- [Exercise aim]: Reproduce word for word the lines of the records below, from the line containing "boundary line in the given photograph." down to the line containing "[672,425,834,737]", with both of those lines included.

- [Available data]:
+---+
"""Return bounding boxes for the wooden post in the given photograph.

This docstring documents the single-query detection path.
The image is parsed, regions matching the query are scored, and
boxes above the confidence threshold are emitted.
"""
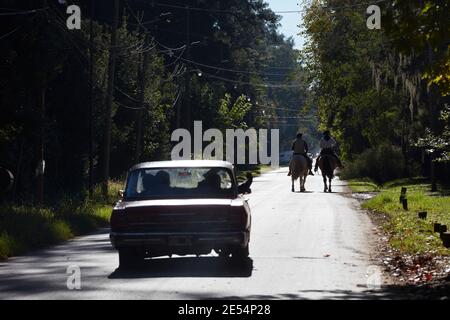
[88,1,94,198]
[439,224,447,240]
[400,187,408,210]
[433,222,441,232]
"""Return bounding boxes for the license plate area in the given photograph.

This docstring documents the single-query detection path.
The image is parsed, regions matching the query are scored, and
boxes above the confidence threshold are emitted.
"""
[168,236,192,247]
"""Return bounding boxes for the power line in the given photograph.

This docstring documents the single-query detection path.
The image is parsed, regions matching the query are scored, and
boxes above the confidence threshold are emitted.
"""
[0,7,48,16]
[203,72,301,89]
[128,0,388,15]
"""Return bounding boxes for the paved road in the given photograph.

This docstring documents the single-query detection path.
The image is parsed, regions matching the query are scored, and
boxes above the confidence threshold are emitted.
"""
[0,168,386,299]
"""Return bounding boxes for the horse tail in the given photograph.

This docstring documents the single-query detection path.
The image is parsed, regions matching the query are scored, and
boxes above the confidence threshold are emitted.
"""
[323,156,333,178]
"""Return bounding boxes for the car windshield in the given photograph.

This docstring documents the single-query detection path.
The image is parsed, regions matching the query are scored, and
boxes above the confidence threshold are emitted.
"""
[125,168,236,199]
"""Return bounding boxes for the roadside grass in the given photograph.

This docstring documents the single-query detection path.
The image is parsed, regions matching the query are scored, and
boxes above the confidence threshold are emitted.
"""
[0,182,123,260]
[348,178,380,192]
[349,178,450,255]
[236,164,272,182]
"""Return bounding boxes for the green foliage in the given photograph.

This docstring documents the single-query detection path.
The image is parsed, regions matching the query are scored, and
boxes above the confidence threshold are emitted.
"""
[363,184,450,255]
[348,178,380,193]
[340,144,405,183]
[217,93,252,129]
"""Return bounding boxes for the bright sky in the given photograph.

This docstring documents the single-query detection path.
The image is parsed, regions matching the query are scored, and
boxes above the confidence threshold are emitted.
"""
[265,0,304,49]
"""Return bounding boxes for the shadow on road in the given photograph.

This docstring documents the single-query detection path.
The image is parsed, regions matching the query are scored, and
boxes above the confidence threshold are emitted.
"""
[108,257,253,279]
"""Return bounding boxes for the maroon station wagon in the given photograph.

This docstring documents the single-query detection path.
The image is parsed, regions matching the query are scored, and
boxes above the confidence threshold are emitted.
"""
[110,160,253,267]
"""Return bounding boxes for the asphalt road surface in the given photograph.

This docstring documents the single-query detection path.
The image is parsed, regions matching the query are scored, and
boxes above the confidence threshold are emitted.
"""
[0,168,383,299]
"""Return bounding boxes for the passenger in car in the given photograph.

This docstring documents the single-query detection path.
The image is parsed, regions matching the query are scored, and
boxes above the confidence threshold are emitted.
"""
[155,170,171,194]
[141,174,155,195]
[198,172,222,194]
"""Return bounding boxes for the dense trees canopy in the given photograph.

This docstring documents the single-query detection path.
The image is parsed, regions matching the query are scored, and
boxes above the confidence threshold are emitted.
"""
[0,0,314,201]
[303,0,450,181]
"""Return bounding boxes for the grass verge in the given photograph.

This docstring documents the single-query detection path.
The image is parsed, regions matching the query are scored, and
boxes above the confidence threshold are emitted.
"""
[0,182,122,260]
[349,178,450,256]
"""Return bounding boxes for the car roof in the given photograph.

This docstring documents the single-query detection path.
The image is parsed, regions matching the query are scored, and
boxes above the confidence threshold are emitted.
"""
[130,160,233,171]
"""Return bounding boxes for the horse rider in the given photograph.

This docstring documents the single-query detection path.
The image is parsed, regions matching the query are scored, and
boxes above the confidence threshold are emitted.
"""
[288,133,314,176]
[314,130,342,172]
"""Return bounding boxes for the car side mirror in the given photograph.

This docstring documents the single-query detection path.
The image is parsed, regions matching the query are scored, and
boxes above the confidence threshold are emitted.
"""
[238,172,253,194]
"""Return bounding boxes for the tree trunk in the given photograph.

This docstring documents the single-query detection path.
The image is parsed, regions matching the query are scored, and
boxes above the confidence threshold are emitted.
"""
[102,0,119,198]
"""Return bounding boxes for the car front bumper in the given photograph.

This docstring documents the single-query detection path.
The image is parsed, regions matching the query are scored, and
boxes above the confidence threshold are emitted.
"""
[109,231,249,249]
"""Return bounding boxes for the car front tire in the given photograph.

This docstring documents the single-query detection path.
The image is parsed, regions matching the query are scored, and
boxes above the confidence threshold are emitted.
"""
[119,249,144,269]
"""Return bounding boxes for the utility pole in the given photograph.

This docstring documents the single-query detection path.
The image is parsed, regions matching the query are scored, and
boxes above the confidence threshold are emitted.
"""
[102,0,119,198]
[88,0,94,198]
[134,16,149,163]
[36,71,46,206]
[185,6,192,134]
[35,0,47,206]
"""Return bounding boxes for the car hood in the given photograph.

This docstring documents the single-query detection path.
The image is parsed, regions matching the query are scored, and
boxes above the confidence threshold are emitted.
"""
[114,197,244,210]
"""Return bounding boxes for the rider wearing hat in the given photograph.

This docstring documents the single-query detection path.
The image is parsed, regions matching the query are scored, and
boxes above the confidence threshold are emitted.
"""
[288,133,314,176]
[314,130,342,172]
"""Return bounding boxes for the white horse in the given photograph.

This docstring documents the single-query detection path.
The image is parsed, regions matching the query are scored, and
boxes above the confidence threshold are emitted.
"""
[289,155,308,192]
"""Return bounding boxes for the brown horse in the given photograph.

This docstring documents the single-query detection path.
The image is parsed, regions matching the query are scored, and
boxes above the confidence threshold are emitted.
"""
[319,154,338,192]
[289,155,308,192]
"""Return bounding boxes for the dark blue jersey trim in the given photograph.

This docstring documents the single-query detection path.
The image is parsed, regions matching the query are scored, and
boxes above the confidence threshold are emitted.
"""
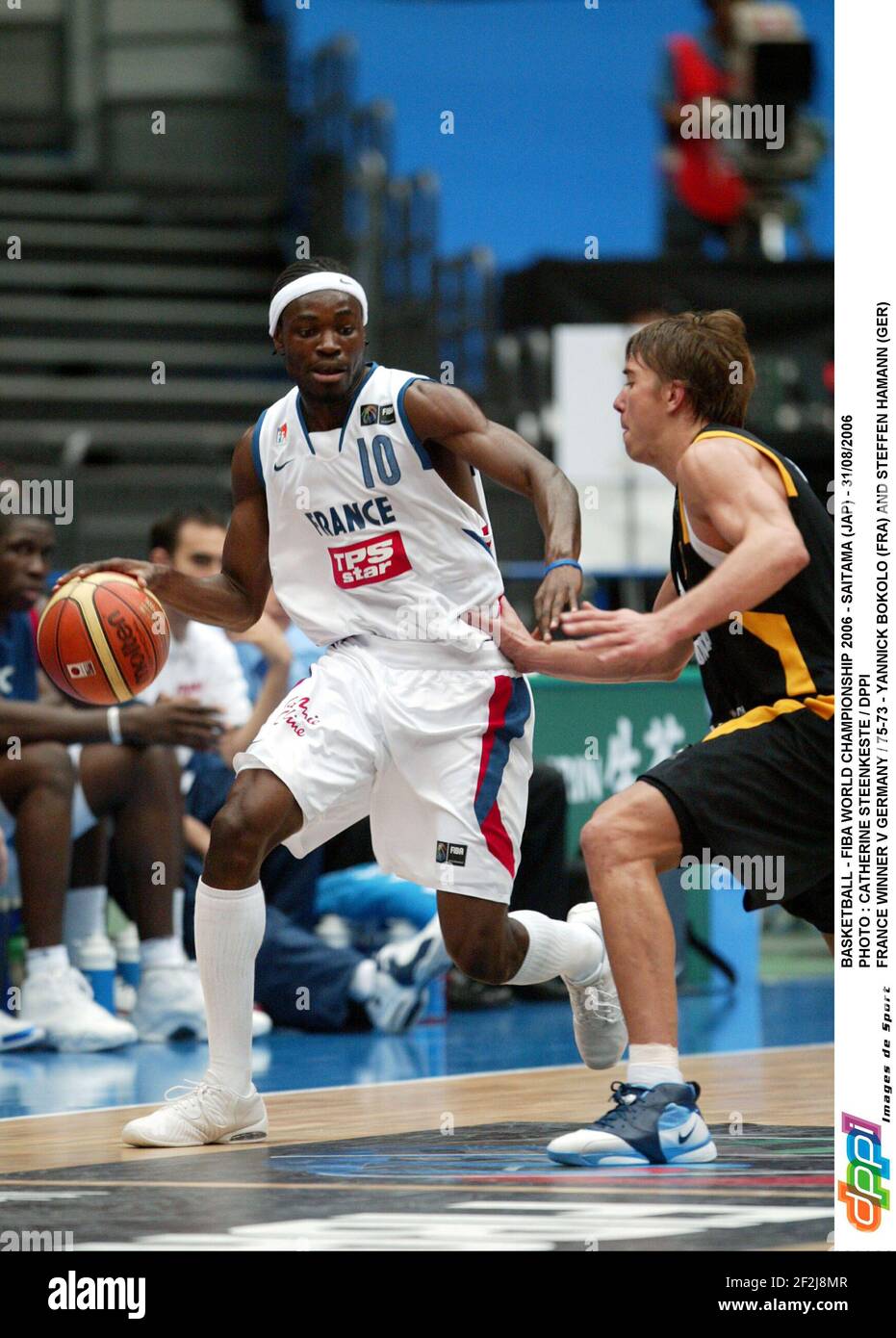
[340,363,380,450]
[396,376,433,470]
[251,409,268,488]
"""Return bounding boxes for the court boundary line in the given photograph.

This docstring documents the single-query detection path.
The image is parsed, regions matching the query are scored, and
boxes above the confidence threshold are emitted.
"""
[0,1041,834,1125]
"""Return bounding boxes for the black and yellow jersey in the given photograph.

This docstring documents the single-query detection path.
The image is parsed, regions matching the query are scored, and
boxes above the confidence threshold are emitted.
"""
[672,425,834,737]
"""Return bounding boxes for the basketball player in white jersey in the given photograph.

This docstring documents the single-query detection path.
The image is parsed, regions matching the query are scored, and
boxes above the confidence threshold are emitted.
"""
[63,260,626,1146]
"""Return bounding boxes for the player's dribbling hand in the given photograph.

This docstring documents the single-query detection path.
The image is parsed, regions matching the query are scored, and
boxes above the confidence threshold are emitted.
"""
[52,558,167,594]
[560,605,673,673]
[532,567,581,642]
[227,613,293,669]
[497,596,540,673]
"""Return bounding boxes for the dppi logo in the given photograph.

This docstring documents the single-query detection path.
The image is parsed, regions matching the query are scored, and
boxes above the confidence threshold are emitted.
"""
[837,1111,889,1231]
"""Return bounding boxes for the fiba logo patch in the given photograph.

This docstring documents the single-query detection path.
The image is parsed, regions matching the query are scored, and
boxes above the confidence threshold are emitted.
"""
[436,840,467,867]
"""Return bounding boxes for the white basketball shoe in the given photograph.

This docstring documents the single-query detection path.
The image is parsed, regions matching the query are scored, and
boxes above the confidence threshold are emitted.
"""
[563,902,628,1069]
[21,966,137,1052]
[121,1083,268,1148]
[0,1008,44,1054]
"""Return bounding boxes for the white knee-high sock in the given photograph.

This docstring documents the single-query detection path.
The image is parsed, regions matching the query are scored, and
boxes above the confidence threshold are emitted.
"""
[507,912,603,985]
[195,879,265,1095]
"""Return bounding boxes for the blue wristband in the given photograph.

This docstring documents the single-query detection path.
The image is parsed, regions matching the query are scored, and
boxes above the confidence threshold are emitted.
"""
[543,558,581,576]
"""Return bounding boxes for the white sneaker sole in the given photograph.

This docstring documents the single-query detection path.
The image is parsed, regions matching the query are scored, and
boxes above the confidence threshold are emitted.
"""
[121,1115,268,1148]
[130,1013,209,1045]
[0,1026,47,1054]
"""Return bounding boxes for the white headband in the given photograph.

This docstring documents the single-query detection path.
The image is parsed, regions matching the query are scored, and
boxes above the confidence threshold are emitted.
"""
[268,270,368,339]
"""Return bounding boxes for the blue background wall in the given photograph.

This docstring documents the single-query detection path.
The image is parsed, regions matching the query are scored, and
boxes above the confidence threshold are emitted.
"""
[270,0,833,267]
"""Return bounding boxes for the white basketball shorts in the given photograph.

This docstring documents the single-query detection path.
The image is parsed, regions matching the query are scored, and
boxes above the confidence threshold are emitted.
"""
[234,637,535,902]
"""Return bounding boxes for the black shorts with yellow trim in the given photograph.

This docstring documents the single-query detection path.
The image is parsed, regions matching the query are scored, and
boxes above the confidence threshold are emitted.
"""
[638,697,834,934]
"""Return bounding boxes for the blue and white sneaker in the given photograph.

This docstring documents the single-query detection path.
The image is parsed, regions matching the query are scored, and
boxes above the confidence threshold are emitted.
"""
[373,915,450,991]
[0,1008,47,1054]
[547,1083,718,1167]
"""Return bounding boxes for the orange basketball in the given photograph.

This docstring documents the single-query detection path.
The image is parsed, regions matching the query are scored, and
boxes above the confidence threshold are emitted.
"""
[38,572,169,707]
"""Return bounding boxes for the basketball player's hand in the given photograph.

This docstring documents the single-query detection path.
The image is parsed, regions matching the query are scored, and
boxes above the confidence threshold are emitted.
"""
[562,605,674,673]
[120,697,224,751]
[54,558,167,593]
[533,567,581,642]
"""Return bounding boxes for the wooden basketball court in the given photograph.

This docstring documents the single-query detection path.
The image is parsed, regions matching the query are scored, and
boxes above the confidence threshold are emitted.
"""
[0,1045,833,1249]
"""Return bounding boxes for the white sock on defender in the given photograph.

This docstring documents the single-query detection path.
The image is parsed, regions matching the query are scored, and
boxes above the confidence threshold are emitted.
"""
[507,912,603,985]
[626,1045,684,1087]
[195,879,265,1095]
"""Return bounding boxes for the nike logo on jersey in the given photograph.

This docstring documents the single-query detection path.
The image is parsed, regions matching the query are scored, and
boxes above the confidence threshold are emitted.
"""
[305,497,395,539]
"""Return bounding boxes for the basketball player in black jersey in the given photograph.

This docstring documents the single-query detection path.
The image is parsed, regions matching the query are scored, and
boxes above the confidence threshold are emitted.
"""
[501,312,834,1166]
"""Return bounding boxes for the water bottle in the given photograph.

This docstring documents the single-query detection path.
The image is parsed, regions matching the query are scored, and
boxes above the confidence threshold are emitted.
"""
[75,933,115,1015]
[115,920,141,989]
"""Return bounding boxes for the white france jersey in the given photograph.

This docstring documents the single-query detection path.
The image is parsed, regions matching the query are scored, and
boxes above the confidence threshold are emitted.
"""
[253,363,507,665]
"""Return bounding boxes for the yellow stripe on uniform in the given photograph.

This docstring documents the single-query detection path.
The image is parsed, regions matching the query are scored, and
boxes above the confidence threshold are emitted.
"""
[694,428,799,498]
[741,613,818,697]
[68,577,134,701]
[678,493,690,543]
[701,697,833,742]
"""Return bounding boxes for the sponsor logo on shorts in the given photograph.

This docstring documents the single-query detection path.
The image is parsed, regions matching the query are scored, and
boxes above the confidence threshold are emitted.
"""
[436,840,467,865]
[837,1111,889,1231]
[279,697,320,737]
[329,529,411,590]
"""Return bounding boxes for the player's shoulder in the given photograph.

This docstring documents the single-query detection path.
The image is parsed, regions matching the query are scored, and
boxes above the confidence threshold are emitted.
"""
[371,363,432,395]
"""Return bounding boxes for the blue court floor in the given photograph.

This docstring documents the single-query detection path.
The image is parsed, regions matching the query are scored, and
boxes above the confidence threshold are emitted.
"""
[0,977,833,1119]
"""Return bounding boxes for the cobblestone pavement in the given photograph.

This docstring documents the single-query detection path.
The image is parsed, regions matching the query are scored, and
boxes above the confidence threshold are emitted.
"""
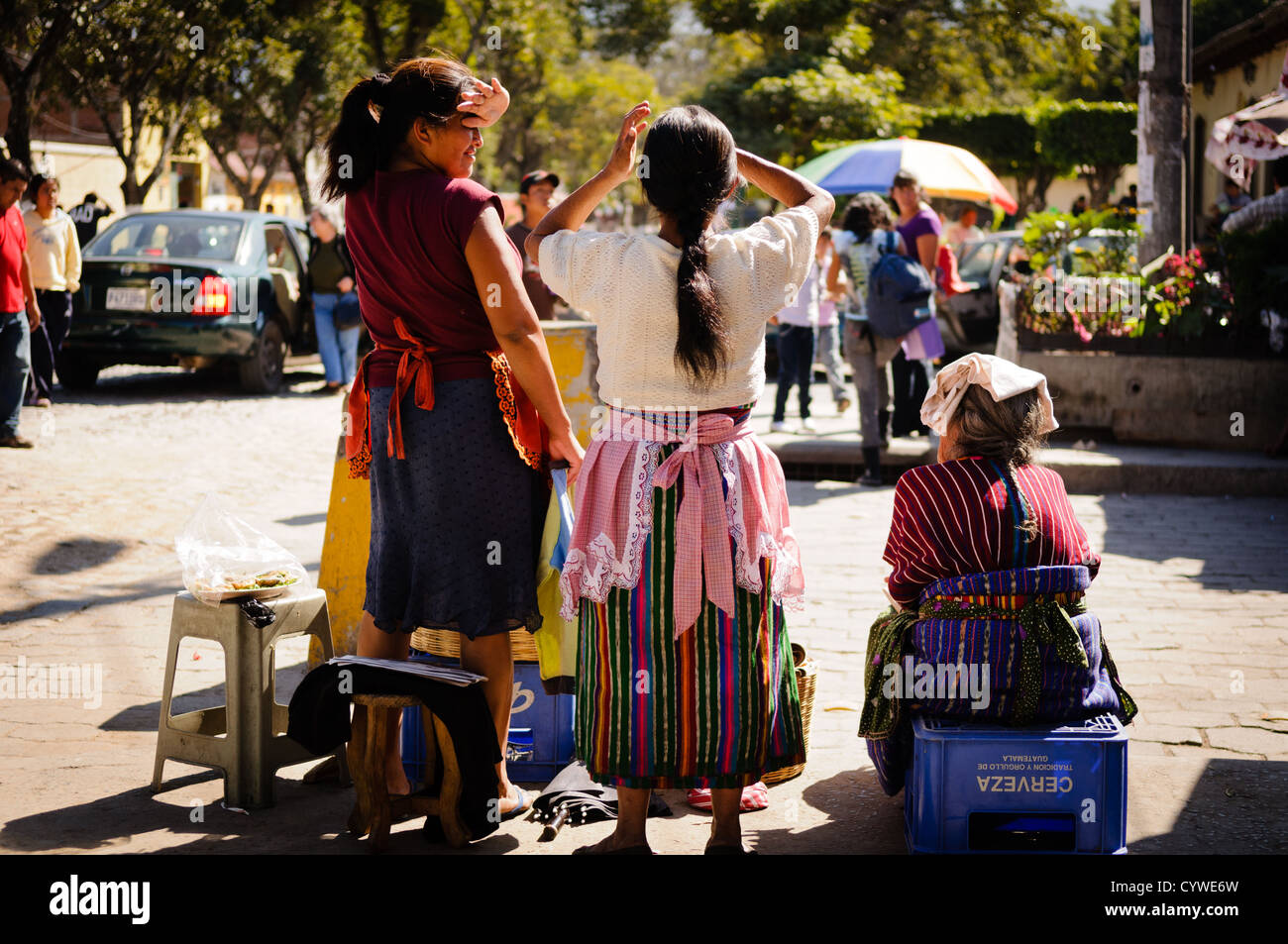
[0,364,1288,854]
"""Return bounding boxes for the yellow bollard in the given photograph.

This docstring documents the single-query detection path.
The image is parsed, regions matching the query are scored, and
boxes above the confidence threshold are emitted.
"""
[309,321,599,669]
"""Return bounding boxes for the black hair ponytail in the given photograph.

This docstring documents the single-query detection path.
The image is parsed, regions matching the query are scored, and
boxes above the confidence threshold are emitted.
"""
[322,55,473,200]
[643,106,738,390]
[322,72,389,200]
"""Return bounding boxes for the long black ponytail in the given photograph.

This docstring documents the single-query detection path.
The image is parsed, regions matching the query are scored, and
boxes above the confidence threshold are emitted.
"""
[641,104,738,390]
[322,55,473,200]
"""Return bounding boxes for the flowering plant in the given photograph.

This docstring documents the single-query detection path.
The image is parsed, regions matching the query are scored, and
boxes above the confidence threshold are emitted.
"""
[1140,249,1234,338]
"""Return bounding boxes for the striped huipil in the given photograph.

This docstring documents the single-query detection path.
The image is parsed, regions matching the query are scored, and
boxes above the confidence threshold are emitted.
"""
[884,456,1100,606]
[859,458,1136,794]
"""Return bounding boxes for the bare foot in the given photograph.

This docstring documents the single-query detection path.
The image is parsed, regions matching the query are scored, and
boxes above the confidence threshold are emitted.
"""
[498,783,525,816]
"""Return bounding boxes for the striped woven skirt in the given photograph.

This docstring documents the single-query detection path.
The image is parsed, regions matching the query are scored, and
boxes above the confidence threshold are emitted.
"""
[576,445,805,789]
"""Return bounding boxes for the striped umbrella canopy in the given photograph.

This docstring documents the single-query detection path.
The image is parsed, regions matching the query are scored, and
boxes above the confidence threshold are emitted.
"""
[1203,49,1288,189]
[796,138,1019,213]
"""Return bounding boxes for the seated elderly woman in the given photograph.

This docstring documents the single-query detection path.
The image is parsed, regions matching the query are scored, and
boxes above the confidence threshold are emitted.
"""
[859,355,1136,795]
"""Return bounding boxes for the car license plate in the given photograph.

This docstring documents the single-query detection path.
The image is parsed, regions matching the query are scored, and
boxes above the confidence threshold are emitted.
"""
[107,288,149,312]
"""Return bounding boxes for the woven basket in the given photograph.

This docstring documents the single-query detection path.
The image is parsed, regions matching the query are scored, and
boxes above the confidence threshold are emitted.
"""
+---+
- [Exercise result]:
"""Return bounding boxes for the court boundary line in the given photograph.

This docstring documents the single-query detection path.
The image is parsed, regions matching the query are scored, and
boxes above the confidence threshold are emitted.
"""
[0,1041,834,1125]
"""Return bounding boxes for the black and yellow jersey in the given photograph.

This docstring documents the single-query detection path.
The image is parsed, regions matching the query are scored, and
boxes above the confidence threshold are emitted.
"""
[672,425,834,737]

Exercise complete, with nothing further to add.